_Directive_.
Arrange every row below as a Markdown table with two columns, "No." for the row number and "Line" for the line itself, leaving out any blank lines.

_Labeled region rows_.
>> Start

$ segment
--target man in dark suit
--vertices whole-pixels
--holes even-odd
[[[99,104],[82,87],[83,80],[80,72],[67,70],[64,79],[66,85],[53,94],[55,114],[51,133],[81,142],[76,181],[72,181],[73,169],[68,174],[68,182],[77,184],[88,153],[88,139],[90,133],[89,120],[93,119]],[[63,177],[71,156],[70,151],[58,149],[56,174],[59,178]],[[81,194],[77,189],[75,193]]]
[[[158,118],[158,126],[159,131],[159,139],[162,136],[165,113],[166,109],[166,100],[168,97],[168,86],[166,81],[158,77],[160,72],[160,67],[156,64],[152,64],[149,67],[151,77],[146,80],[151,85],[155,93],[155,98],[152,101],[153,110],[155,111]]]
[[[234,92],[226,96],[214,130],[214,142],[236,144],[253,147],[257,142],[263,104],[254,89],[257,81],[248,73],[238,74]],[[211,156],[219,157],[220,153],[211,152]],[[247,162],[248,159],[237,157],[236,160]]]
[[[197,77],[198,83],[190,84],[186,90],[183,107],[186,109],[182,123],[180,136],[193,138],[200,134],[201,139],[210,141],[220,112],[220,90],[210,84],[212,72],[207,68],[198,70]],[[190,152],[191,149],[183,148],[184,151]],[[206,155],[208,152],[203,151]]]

>> End

_Answer to this problem_.
| No. | Line |
|---|---|
| 1 | $ segment |
| 2 | --target man in dark suit |
| 3 | --vertices whole-pixels |
| 4 | --holes even-odd |
| 5 | [[[99,104],[82,87],[83,80],[80,72],[67,70],[64,79],[66,85],[53,94],[55,114],[51,133],[81,142],[76,181],[72,181],[73,169],[68,174],[68,182],[77,184],[88,153],[88,139],[90,133],[89,120],[93,119]],[[63,177],[71,156],[70,151],[58,149],[56,174],[59,178]],[[81,194],[77,189],[75,193]]] |
| 6 | [[[158,118],[158,126],[159,131],[159,139],[162,136],[165,113],[166,109],[166,100],[168,97],[168,86],[166,81],[158,77],[160,72],[160,67],[156,64],[152,64],[149,67],[151,77],[146,80],[151,85],[155,93],[155,98],[152,101],[153,110],[155,111]]] |
| 7 | [[[234,92],[226,96],[214,130],[214,142],[236,144],[253,147],[257,142],[263,104],[254,89],[257,81],[248,73],[238,74]],[[211,156],[219,157],[220,153],[211,152]],[[247,162],[248,159],[237,157],[236,160]]] |
| 8 | [[[197,77],[198,83],[190,84],[186,90],[183,107],[186,109],[182,123],[180,136],[193,138],[200,134],[201,139],[210,141],[220,112],[220,90],[210,84],[212,72],[207,68],[198,70]],[[190,152],[191,149],[183,148],[184,151]],[[206,155],[208,152],[203,151]]] |